> **Work instruction**:
Scan the lines below for the word "Target". Copy each line you find it in.

====== Records to use

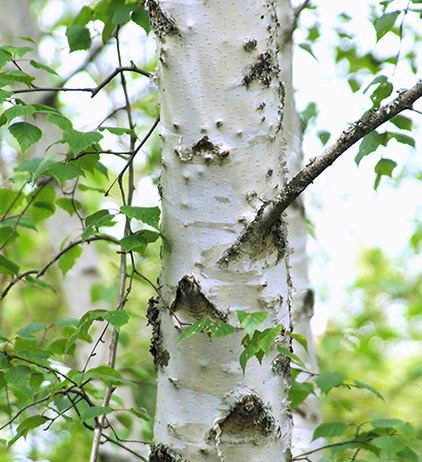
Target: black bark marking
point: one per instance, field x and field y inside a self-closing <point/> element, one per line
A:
<point x="161" y="22"/>
<point x="160" y="354"/>
<point x="162" y="453"/>
<point x="191" y="302"/>
<point x="247" y="419"/>
<point x="262" y="71"/>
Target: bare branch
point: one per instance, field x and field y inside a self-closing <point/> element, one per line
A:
<point x="271" y="211"/>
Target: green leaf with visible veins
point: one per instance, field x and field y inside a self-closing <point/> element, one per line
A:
<point x="26" y="134"/>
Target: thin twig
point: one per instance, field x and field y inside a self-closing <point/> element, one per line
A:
<point x="92" y="90"/>
<point x="272" y="210"/>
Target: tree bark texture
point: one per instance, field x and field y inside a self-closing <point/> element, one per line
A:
<point x="221" y="91"/>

============

> **Your response**:
Target: black bark marking
Target: bare branch
Target: green leaf with visible veins
Target: thin twig
Target: tree bark texture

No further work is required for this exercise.